Instruções do exercício:
1. Segundo o trecho selecionado, em quanto foi avaliado o apartamento de Eduardo Leite na Vila Nova Conceição?
2. Transcreva do trecho selecionado a passagem que começa em “Entre os 11” e vai até “libertá-los.”, inclusive.

---- Trecho selecionado

Como a proximidade das festas de fim de ano e o longo período
de cárcere têm levado alguns executivos de empreiteiras a entrar em depressão.
Quatro deles já admitem a delação premiada em troca da liberdade
Mário Simas Filho (mariosimas@istoe.com.br) - Há menos de um ano Eduardo Leite, vice-presidente da Camargo
Corrêa, realizou o antigo desejo de comprar um apartamento na Vila Nova
Conceição, um dos endereços mais sofisticados de São Paulo. Desde então, ele e
a mulher vinham planejando inaugurar a nova residência na noite de Natal,
quando o imóvel, avaliado em R$ 5,5 milhões, seria oficialmente apresentado a
toda família.
Ao longo de 2014 o apartamento veio sendo cuidadosamente decorado
e a ideia era que a família se reunisse para celebrar o Natal e ao mesmo tempo
promover uma espécie de comemoração ao sucesso obtido pelo jovem trainee que
entrou na construtora em 1994 e se tornou o executivo titular de um dos mais
cobiçados cargos numa das maiores empreiteiras do País. Na terça-feira 16,
Leite soube oficialmente que as festas de fim de ano não serão como planejadas.
Acusado de ser um dos corruptores no escândalo da Petrobras, ele passará as
noites de Natal e de Réveillon sobre o colchonete instalado na fria cela de
seis metros quadrados que divide com outros três presos pela Operação Lava
Jato, na Superintendência da Polícia Federal em Curitiba (PR).
Deprimido, quase não fala com os colegas e pouco se alimentaA
notícia de que estará confinado nas festas de fim de ano provocou uma enorme
mudança no comportamento do executivo.
Entre os 11 diretores de empreiteiras
encarcerados desde 14 de novembro, Eduardo Leite era apontado como um dos mais
refratários às delações premiadas propostas pelo Ministério Público Federal e
mostrava-se otimista em relação aos recursos jurídicos que procuram
libertá-los.
“É evidente que a prisão funciona como uma forte pressão
psicológica e muitos buscam a delação em troca de penas mais brandas”, disse um
dos procuradores da Operação Lava-Jato na quinta-feira 18. “Até a semana
passada Eduardo Leite era um dos que mais animavam os colegas de cadeia a
resistirem às propostas de acordo”, completou o procurador. Mas, segundo
advogados ouvidos por ISTOÉ, nos últimos dias o executivo vem insistindo na
tese de que o melhor seria aderir à delação premiada desde que lhe seja
assegurada a liberdade.
Na última semana, Leite permaneceu mais calado do que
de costume e a outros presos disse que está muito perto de “dar a mão à
palmatória”. “Está muito difícil para ele enfrentar essa situação e a cada dia
o vejo mais deprimido”, disse um dos advogados que visitaram os empresários.

--------
---- Dados armazenados

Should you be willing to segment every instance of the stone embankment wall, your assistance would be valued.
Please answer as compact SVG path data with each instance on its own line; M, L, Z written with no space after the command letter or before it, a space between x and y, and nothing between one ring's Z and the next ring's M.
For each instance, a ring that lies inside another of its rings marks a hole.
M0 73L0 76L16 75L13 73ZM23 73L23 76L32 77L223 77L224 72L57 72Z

--------

Conjunto de respostas:
1. R$ 5,5 milhões.

2.
Entre os 11 diretores de empreiteiras
encarcerados desde 14 de novembro, Eduardo Leite era apontado como um dos mais
refratários às delações premiadas propostas pelo Ministério Público Federal e
mostrava-se otimista em relação aos recursos jurídicos que procuram
libertá-los.